### What the task requires
Can you copy the lines from the one that contains "Can you find the gravel ground?" through the end of the material below, exactly and with nothing else?

(Entries from a point annotation set)
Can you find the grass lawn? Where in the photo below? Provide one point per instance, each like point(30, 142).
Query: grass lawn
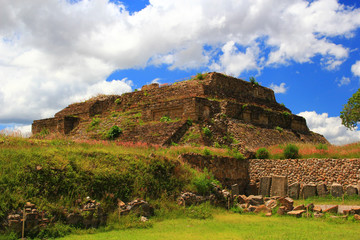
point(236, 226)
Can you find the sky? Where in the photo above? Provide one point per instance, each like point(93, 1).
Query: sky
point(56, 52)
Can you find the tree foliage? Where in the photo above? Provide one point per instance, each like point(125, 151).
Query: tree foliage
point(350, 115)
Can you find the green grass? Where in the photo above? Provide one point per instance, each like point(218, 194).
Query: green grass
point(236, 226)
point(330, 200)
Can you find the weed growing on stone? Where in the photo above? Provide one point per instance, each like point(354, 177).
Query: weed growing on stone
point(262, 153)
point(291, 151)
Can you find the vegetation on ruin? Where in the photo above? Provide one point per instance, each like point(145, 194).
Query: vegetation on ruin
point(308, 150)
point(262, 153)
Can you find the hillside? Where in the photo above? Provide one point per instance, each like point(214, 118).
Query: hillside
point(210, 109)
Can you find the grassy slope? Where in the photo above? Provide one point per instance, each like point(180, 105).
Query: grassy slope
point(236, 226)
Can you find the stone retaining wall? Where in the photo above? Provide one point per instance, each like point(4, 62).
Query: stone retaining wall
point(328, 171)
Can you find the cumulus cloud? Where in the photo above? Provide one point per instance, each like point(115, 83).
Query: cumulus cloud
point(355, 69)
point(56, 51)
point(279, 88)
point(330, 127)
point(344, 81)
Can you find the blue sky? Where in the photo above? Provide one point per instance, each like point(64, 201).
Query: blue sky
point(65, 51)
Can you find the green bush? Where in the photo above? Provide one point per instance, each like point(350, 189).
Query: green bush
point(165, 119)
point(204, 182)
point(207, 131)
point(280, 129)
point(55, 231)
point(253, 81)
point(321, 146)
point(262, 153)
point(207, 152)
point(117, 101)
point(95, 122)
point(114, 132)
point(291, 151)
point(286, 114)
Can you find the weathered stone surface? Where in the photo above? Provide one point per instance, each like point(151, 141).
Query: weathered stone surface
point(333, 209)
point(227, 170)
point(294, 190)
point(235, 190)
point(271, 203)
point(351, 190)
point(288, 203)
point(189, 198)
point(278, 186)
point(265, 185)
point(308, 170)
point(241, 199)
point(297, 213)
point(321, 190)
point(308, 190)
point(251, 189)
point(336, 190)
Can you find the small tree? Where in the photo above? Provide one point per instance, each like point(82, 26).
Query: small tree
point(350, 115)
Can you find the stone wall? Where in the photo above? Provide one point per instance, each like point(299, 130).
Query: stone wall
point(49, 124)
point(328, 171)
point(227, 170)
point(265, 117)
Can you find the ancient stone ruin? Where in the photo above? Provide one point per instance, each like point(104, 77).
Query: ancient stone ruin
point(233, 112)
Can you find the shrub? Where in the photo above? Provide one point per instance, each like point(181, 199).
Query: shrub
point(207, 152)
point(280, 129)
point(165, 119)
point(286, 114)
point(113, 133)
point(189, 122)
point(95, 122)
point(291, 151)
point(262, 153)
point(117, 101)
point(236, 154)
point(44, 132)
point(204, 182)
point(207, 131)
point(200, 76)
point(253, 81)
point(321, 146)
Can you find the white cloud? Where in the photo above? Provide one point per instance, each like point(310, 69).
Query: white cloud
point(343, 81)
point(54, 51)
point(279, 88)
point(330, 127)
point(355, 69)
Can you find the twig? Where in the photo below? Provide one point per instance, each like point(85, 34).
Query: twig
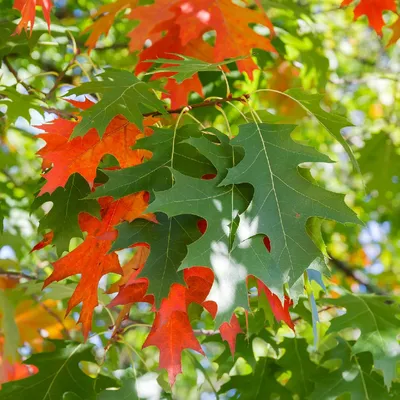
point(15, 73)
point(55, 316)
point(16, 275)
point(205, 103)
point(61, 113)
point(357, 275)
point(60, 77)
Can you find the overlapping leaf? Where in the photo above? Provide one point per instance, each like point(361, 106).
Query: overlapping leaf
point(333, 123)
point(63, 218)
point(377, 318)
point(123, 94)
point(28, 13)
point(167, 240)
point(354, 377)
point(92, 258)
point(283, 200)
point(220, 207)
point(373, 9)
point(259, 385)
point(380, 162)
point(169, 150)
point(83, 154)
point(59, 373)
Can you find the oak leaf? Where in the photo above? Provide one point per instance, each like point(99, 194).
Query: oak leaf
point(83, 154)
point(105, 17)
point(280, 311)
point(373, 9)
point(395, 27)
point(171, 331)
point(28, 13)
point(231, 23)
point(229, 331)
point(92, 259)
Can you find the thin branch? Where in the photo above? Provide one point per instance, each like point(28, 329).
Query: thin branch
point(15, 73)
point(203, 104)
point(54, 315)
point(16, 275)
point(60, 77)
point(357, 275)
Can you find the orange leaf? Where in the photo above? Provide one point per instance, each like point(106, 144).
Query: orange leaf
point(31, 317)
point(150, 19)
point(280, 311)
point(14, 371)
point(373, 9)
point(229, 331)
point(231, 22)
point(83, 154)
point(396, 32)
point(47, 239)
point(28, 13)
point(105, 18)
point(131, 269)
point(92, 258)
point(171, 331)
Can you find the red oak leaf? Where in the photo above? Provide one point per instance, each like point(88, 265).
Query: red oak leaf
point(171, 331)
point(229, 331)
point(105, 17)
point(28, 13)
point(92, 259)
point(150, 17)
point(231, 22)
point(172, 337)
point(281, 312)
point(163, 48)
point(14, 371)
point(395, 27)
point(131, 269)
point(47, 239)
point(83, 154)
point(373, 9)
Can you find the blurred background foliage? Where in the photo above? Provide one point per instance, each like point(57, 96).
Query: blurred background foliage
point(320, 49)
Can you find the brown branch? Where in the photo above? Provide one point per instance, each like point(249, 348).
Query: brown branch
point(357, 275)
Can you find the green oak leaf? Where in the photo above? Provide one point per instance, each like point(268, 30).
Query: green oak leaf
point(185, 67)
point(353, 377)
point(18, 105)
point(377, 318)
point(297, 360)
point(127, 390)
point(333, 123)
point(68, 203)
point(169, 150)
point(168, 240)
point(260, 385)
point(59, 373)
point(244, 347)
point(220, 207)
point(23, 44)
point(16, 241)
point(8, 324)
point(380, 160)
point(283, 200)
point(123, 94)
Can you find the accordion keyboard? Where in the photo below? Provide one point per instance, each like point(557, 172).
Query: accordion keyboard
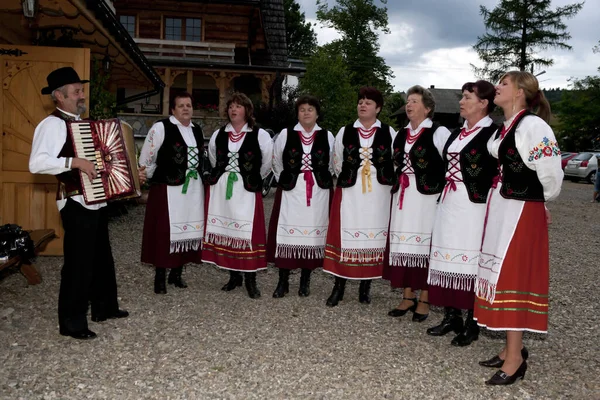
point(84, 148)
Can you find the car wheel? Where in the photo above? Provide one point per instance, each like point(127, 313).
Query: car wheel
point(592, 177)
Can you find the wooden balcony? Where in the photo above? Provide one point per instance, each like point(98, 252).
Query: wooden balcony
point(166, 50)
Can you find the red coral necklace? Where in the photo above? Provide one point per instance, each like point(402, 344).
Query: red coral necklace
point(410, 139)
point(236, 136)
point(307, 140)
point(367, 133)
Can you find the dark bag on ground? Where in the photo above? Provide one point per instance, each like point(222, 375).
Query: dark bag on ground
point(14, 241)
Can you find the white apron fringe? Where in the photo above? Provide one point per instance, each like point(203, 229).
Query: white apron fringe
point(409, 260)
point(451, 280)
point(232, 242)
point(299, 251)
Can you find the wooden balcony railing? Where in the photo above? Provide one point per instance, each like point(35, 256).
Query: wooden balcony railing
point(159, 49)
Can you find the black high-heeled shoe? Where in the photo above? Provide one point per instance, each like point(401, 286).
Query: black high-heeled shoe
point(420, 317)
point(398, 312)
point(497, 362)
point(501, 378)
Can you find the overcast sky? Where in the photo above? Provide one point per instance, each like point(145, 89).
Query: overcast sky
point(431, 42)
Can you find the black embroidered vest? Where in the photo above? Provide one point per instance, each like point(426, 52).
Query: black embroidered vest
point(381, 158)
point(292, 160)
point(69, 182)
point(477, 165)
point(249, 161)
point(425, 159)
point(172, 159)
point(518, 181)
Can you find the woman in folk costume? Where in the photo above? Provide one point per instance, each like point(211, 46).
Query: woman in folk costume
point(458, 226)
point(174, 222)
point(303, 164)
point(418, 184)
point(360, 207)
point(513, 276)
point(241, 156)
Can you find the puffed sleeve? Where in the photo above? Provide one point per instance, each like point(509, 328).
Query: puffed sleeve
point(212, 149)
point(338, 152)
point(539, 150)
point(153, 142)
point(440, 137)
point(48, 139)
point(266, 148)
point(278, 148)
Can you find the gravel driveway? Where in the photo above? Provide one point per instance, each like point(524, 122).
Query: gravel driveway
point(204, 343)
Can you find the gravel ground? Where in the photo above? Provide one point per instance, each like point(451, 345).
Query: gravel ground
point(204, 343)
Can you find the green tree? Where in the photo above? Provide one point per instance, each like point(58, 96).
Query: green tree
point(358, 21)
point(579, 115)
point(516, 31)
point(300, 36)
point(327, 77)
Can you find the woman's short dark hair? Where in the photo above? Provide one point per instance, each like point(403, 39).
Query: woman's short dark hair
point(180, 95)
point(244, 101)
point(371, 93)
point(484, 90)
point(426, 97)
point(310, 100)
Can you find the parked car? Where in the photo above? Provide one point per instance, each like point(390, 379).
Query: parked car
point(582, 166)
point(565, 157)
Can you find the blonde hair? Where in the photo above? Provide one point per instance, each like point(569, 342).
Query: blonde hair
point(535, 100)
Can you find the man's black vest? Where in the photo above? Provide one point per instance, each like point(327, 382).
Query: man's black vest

### Reply
Can you find the gravel ground? Where in the photo above? Provide one point per instance, each like point(451, 345).
Query: gravel ground
point(204, 343)
Can you find the green tree? Where in the photo above? Provide one point per instance, each like point(58, 96).
Query: green tree
point(358, 21)
point(579, 115)
point(516, 31)
point(300, 36)
point(327, 77)
Can you find the woman's short dark hair? Where in the photo above? Provide one point per instance, each like point(403, 39).
Query: woman's short dark hair
point(180, 95)
point(244, 101)
point(371, 93)
point(484, 90)
point(426, 97)
point(310, 100)
Can you find the parked car? Where in the photo above? Provide one point per instance, each like point(390, 379).
Query: parked car
point(582, 166)
point(565, 157)
Can you find the blonde hair? Where in the photo above? Provide one point per instance, each like point(569, 342).
Query: blonde hair
point(535, 100)
Can you find the man's black vest? Where in the photo above? Provide one point per instance, each like point(327, 382).
Query: man's black vest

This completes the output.